[Saved entries]
********************
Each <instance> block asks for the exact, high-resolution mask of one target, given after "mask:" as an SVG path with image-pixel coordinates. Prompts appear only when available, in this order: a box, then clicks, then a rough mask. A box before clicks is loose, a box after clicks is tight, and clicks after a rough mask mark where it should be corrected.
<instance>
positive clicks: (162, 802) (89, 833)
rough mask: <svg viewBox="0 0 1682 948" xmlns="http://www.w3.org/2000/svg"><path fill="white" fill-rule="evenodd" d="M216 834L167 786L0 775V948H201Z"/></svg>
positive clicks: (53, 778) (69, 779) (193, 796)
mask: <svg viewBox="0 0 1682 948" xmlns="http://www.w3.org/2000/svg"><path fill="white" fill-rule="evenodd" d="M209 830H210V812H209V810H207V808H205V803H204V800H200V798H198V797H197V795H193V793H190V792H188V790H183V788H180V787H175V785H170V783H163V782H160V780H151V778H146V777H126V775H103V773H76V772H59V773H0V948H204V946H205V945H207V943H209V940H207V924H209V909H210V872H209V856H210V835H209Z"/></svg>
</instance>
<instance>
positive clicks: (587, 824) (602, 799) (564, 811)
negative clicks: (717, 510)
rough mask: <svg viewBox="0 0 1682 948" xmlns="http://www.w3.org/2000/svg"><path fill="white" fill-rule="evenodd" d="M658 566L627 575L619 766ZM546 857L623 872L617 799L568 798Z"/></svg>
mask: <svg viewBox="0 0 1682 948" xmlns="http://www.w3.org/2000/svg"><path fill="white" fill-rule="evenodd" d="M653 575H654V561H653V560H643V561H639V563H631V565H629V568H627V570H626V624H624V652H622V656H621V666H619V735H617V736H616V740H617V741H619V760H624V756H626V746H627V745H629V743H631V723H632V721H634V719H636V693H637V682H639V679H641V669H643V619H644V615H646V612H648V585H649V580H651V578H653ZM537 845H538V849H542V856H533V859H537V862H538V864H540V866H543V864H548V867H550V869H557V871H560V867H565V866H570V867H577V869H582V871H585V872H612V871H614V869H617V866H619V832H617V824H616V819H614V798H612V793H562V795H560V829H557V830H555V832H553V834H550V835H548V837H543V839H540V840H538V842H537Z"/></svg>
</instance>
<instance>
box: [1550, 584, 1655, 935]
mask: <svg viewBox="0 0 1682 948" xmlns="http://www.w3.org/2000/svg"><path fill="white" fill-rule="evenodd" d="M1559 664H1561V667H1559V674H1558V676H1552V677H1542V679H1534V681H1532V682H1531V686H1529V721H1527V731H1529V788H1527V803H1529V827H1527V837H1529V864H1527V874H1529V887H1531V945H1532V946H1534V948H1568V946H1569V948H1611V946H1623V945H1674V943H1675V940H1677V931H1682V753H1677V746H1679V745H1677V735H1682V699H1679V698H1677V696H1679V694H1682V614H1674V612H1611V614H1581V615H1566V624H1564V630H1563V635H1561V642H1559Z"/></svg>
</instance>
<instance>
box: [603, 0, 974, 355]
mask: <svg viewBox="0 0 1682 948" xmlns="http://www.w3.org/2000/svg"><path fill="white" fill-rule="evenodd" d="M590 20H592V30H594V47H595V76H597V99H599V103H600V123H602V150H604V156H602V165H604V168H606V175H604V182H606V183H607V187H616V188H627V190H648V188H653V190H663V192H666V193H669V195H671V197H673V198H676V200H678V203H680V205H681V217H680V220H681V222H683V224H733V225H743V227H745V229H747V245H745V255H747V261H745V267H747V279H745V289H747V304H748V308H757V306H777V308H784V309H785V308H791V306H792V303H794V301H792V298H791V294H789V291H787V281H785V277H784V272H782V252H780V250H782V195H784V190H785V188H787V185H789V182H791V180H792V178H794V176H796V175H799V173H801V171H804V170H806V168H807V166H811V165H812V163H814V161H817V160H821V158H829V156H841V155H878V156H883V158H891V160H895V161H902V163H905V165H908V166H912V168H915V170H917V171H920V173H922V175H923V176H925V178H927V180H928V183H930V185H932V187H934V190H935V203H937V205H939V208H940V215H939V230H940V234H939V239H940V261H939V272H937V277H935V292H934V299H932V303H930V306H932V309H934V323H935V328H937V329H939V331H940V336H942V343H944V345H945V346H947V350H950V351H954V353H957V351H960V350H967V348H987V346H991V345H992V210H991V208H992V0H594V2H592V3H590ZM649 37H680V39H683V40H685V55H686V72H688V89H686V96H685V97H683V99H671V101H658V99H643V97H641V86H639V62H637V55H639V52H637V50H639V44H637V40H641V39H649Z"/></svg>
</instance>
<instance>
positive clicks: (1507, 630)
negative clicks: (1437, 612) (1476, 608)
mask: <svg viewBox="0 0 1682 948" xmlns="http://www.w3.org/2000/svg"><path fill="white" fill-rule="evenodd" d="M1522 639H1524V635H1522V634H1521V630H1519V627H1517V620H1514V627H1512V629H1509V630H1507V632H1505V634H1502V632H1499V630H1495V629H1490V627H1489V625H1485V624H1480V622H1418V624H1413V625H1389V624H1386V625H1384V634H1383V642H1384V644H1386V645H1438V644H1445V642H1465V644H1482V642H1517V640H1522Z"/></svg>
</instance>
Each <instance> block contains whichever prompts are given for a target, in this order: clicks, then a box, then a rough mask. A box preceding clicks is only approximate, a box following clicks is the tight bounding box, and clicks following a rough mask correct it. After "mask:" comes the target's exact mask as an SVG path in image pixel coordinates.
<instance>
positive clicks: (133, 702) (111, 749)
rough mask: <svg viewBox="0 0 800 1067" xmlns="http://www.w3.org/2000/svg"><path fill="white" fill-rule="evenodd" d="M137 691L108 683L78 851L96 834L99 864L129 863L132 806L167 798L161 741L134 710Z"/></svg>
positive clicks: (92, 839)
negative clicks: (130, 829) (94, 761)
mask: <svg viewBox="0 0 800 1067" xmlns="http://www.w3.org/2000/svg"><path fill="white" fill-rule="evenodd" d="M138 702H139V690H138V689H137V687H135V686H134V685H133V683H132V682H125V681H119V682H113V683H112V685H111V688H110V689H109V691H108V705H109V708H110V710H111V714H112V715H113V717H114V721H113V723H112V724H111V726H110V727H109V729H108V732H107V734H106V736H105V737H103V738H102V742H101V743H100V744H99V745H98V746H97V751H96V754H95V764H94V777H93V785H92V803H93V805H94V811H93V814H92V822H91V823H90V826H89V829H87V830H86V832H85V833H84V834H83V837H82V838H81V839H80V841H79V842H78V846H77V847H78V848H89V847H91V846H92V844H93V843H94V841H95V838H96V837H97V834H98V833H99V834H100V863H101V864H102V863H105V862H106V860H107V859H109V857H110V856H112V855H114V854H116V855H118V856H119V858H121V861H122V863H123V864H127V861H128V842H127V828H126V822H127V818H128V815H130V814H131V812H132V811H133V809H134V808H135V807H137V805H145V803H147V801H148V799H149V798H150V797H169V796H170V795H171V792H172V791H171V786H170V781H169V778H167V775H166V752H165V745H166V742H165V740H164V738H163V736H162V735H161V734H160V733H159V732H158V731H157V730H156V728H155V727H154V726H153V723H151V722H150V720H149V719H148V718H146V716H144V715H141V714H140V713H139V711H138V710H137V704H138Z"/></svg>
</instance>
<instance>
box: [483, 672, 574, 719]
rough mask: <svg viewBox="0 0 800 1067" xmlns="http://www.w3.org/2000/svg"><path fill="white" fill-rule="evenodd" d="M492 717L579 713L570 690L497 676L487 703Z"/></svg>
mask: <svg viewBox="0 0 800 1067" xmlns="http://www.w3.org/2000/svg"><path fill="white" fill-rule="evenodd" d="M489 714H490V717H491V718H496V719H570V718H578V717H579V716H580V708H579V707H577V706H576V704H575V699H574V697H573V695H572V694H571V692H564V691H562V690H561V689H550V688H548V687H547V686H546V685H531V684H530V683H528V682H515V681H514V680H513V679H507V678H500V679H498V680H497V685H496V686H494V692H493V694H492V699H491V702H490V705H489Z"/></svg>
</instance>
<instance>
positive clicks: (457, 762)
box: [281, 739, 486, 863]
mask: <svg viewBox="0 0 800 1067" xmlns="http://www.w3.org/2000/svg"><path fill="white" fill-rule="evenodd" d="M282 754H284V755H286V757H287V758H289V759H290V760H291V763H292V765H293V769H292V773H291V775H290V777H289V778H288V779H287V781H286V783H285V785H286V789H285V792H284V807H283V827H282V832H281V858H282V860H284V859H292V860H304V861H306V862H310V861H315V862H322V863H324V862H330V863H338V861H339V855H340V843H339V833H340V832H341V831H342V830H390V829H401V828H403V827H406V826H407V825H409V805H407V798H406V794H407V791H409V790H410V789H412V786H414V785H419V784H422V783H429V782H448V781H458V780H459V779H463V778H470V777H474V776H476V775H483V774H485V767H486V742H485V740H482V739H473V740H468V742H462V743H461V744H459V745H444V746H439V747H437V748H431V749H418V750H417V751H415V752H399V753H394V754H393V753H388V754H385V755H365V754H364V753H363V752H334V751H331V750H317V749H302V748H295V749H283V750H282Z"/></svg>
********************
### JOB ITEM:
Please give the lines again from the start of the records through the line with "positive clicks: (162, 802) (89, 833)", substituting "full-resolution" for "high-resolution" and leaving everything else the same.

### SOLUTION BELOW:
Each <instance> block asks for the exact, full-resolution mask of one target, given after "mask:" as an SVG path with image-pixel coordinates. Prompts appear only when available, in this order: a box, then clicks, then a rough mask. A box before clicks is loose, a box after clicks is tight, and clicks after a rough mask mark where it should be corrected.
<instance>
positive clicks: (162, 802) (89, 833)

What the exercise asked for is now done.